> _RECORD EXTRACTS_:
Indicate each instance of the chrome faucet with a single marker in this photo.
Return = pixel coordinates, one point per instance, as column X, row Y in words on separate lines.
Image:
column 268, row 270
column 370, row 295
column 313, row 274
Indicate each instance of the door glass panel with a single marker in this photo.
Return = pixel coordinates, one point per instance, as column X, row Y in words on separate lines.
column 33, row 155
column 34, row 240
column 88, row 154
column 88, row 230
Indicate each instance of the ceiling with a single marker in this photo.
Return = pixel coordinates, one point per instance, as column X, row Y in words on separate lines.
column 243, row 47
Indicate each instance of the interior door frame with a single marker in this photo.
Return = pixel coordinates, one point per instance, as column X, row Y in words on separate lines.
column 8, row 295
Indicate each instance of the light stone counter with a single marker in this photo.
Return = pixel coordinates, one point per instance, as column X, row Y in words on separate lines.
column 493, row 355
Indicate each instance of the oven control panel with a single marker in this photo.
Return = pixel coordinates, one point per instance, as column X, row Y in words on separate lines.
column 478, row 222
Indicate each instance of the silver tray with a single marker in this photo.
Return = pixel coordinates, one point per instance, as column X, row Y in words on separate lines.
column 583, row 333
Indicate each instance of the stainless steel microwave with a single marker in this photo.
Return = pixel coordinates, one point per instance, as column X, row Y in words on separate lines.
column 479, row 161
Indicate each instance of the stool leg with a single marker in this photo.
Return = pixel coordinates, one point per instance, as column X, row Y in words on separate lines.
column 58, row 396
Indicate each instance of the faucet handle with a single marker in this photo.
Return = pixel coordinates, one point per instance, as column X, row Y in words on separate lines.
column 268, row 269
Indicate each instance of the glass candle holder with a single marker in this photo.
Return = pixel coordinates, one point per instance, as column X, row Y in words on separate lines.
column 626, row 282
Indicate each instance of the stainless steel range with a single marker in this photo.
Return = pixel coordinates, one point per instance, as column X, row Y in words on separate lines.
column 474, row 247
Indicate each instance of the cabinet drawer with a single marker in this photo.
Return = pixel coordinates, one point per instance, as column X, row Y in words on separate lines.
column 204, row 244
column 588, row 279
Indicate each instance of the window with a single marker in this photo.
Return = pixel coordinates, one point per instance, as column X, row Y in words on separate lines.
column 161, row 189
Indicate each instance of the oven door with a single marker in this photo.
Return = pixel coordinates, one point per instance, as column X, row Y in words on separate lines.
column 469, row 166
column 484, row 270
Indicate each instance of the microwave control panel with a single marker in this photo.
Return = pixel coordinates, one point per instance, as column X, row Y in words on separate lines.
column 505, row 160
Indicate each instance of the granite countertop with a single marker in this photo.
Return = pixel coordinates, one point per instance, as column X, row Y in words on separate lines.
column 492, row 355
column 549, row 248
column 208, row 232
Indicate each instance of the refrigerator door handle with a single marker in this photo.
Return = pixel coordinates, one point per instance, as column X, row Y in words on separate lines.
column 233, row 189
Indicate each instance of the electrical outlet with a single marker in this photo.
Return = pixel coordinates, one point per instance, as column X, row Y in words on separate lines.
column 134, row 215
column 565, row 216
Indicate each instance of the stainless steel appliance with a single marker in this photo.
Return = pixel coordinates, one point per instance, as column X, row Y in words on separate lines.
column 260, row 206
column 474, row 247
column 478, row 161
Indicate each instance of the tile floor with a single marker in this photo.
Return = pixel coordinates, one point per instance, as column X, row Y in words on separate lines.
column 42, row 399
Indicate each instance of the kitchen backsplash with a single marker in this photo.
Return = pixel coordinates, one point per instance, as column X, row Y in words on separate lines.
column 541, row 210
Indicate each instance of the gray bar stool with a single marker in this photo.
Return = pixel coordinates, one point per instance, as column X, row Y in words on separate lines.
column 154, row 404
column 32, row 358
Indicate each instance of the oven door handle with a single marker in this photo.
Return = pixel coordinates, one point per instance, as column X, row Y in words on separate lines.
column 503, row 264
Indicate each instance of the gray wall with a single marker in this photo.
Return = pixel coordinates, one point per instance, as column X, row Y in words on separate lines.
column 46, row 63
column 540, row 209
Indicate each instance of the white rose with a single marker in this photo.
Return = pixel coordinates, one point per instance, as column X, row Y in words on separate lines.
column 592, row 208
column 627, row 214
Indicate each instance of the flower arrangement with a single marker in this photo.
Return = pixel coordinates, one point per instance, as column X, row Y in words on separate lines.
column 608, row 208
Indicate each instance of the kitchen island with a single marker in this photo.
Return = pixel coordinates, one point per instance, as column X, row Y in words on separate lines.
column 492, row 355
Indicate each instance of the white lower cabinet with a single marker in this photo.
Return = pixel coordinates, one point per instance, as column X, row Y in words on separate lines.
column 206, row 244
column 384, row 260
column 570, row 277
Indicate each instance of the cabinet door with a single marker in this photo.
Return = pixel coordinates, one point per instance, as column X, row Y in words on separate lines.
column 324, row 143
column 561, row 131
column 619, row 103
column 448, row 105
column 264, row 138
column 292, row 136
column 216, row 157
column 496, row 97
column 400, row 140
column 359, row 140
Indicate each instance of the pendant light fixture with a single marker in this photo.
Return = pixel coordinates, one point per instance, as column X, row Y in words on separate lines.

> _TASK PROMPT_:
Reproduce all of the material above, substituting "single dot" for "single marker" wherever it occurs and leaving everything else unchanged.

> _SOLUTION TO THIS TASK_:
Indicate each instance of the chrome faucet with a single dot in this photo.
Return = pixel coordinates, one point per instance, as column X, row Y in words on separate lines.
Image:
column 268, row 270
column 370, row 295
column 313, row 274
Indicate each instance of the door glass panel with a single dot in this photo.
Return = pixel coordinates, one point per instance, as column X, row Y in words on separate lines.
column 33, row 155
column 34, row 240
column 88, row 154
column 88, row 230
Indicate each instance of the ceiling with a single dot in this photo.
Return = pixel coordinates, one point per instance, as column X, row Y in words on separate lines.
column 243, row 47
Indicate each instance of the interior door frame with a single dot in this photo.
Return = pixel coordinates, one point per instance, as column X, row Y in words on separate lines.
column 8, row 295
Indicate each instance of the light stone counter with a single dot in this photo.
Return = pixel coordinates, one point per instance, as column X, row Y in words on separate lines.
column 493, row 355
Indicate each instance of the oven control panel with a single dot in this photo.
Return = pixel coordinates, one point per instance, as column X, row Y in words on separate lines.
column 478, row 222
Indicate each instance of the silver tray with a single dot in this photo.
Return = pixel coordinates, one point per instance, as column X, row Y in words on separate lines.
column 583, row 333
Indicate each instance of the stainless steel microwave with a single dot in this photo.
Return = pixel coordinates, one point per instance, as column X, row Y in words on separate lines.
column 479, row 161
Indicate each instance of the stool leg with a single dot in this photo.
Return = pixel coordinates, one point per instance, as column X, row Y in words on separate lines.
column 58, row 396
Indicate each instance of the faucet handle with a single dot in this photo.
Return = pixel coordinates, one point per instance, as column X, row Y in words on separate lines.
column 268, row 269
Indicate each instance of the glass candle holder with a single dot in this photo.
Return = pixel coordinates, one point per instance, as column X, row Y in words on separate lines.
column 626, row 282
Indicate each instance of the stainless steel range with a single dot in this photo.
Return = pixel coordinates, one point per instance, as column X, row Y in words on separate lines.
column 474, row 247
Indicate each instance of the cabinet drawer with a single dot in this photo.
Return = pixel coordinates, one point per instance, as column X, row Y in words on separate lines.
column 204, row 244
column 588, row 279
Indicate each instance of the window with a single dot in this photo.
Return = pixel coordinates, one point per instance, as column X, row Y in words on separate lines.
column 161, row 189
Indicate each instance of the oven door with a single dot in this photo.
Return = pixel coordinates, one point per instance, as column X, row Y in words on separate lines.
column 469, row 166
column 484, row 270
Indicate each instance of the microwave control panel with a single dot in this photo.
Return = pixel coordinates, one point per instance, as column X, row Y in words on separate lines.
column 505, row 160
Indicate each instance of the granite countertop with a single dot in this photo.
Return = pixel coordinates, one point per instance, as column X, row Y in words on separate lines.
column 492, row 355
column 549, row 248
column 208, row 232
Indicate each instance of the refrigerator door handle with a single dot in this photo.
Return = pixel coordinates, one point per instance, as column X, row Y in words on separate lines.
column 233, row 189
Indicate each instance of the electrical outlet with a single dot in this photo.
Return = pixel coordinates, one point per instance, as column X, row Y in words on separate lines.
column 134, row 215
column 565, row 216
Indicate each instance of the stainless steel appliance with a single dot in this photo.
Return = pixel coordinates, one point per instance, as column X, row Y in words on separate lines.
column 260, row 206
column 474, row 247
column 478, row 161
Indicate each instance of the tile floor with a single dot in this photo.
Return = pixel coordinates, one point per instance, as column X, row Y in words on separate lines.
column 42, row 399
Indicate each instance of the kitchen backsplash with a single dot in this photo.
Return = pixel coordinates, one point per instance, as column X, row Y in words on separate lines.
column 541, row 210
Indicate each instance of the gray bar stool with a single dot in this photo.
Return = pixel coordinates, one point per instance, as column X, row Y in words on separate lines.
column 154, row 404
column 32, row 358
Indicate each instance of the oven door handle with a single dot in this photo.
Return = pixel coordinates, one point per instance, as column X, row Y in words on separate lines.
column 503, row 264
Indicate each instance of the gray wall with a single dot in this photo.
Return = pixel coordinates, one point per instance, as column X, row Y in words on separate lines.
column 46, row 63
column 540, row 209
Indicate each instance of the white rose with a single dot in this photo.
Return = pixel coordinates, one point per instance, as column X, row Y in words on separate lines.
column 592, row 208
column 627, row 214
Indicate each instance of the flower arrangement with a single dot in this photo.
Return = pixel coordinates, one point per instance, as column X, row Y in words on separate lines.
column 608, row 208
Indicate each instance of the kitchen island with a single dot in this photo.
Return = pixel coordinates, one point per instance, as column X, row Y in words on separate lines.
column 492, row 355
Indicate each instance of the white lower cabinet with a single dot in this photo.
Return = pixel coordinates, one point per instance, as column X, row Y in words on separate lines.
column 206, row 244
column 384, row 260
column 570, row 277
Indicate each instance of the cabinet door with a single dot in this photo.
Return = pixel coordinates, one point per instance, as column X, row Y in words on separate lines.
column 324, row 143
column 561, row 131
column 619, row 103
column 448, row 105
column 264, row 138
column 292, row 136
column 216, row 157
column 496, row 97
column 400, row 140
column 359, row 140
Indicate each instance of the pendant light fixture with a single dot in this photo.
Return = pixel coordinates, one point per instance, as column X, row Y in words on separate lines.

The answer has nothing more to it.